Pick out every line in the records below that contains the word "collar", and copy each of those lines.

== Data supplied

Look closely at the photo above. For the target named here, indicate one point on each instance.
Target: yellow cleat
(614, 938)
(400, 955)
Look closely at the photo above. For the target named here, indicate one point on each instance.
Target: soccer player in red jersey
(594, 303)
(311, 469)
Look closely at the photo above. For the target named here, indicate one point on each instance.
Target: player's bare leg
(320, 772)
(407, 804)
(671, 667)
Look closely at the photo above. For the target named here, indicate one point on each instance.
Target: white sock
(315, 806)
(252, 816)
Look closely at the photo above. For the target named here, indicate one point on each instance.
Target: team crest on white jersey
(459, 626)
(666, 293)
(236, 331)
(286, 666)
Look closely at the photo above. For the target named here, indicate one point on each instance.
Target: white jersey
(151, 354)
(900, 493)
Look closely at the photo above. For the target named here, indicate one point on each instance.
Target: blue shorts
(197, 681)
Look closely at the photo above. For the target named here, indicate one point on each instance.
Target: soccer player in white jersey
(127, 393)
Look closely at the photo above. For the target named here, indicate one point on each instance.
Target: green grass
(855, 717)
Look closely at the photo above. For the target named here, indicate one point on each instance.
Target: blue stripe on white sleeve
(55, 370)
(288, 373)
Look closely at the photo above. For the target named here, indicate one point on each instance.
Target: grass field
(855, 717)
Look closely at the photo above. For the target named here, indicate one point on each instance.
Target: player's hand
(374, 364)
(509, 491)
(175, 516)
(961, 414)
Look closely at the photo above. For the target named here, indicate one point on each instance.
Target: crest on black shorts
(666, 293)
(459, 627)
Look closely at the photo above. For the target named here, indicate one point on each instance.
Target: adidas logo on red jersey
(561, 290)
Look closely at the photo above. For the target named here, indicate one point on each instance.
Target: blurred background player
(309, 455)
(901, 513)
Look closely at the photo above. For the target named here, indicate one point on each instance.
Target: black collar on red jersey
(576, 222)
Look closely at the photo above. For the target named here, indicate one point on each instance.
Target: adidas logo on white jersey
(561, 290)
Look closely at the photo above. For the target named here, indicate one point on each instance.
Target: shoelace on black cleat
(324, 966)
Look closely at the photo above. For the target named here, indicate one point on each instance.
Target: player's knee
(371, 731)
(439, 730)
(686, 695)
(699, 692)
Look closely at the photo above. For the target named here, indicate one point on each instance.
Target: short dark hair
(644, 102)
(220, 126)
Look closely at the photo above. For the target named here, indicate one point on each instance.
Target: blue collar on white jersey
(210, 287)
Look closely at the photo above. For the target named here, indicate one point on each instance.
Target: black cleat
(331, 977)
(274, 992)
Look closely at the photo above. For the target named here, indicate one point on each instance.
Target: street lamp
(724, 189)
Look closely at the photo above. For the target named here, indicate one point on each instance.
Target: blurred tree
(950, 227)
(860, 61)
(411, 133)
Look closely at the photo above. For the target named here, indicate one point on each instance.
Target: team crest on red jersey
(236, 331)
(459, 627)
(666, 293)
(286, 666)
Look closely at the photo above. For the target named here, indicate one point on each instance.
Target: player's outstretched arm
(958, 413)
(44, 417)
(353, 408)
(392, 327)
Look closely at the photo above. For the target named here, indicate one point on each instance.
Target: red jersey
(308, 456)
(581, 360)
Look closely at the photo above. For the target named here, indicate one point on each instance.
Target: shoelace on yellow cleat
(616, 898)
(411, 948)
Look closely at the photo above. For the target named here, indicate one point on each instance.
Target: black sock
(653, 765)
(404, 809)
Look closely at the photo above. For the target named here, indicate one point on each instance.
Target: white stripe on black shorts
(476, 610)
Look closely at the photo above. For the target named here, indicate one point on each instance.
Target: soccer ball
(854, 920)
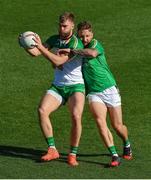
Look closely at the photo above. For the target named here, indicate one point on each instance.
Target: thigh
(115, 115)
(99, 110)
(49, 103)
(76, 102)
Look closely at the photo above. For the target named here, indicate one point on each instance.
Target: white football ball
(26, 39)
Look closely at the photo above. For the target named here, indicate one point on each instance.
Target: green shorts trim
(66, 91)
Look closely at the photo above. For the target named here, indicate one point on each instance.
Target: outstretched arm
(88, 52)
(55, 59)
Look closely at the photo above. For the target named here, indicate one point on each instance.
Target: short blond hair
(66, 16)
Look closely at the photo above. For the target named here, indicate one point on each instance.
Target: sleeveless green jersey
(96, 72)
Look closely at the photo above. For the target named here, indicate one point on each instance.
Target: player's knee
(118, 127)
(76, 119)
(42, 112)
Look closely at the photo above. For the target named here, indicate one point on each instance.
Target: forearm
(85, 52)
(33, 52)
(55, 59)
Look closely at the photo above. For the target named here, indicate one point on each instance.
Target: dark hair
(66, 16)
(84, 26)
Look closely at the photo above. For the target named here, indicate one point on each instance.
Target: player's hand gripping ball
(26, 39)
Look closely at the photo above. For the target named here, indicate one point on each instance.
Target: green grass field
(124, 28)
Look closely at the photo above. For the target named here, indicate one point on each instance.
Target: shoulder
(96, 45)
(76, 42)
(52, 38)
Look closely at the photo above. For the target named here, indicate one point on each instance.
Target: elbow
(94, 54)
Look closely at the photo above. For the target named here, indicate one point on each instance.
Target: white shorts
(110, 97)
(56, 95)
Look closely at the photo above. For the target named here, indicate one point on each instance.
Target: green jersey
(96, 72)
(71, 72)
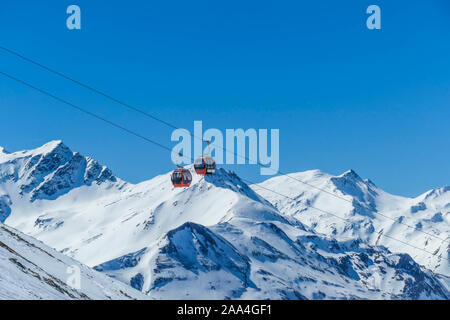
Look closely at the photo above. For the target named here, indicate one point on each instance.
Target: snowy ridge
(217, 239)
(30, 270)
(366, 209)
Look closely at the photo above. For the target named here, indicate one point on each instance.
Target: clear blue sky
(343, 97)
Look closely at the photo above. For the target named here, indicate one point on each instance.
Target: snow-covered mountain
(30, 270)
(367, 210)
(217, 239)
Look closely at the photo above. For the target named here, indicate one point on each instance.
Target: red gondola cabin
(181, 178)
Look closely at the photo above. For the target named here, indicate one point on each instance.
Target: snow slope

====

» Problem solution:
Target: black collar on red jersey
Target: blue collar on white jersey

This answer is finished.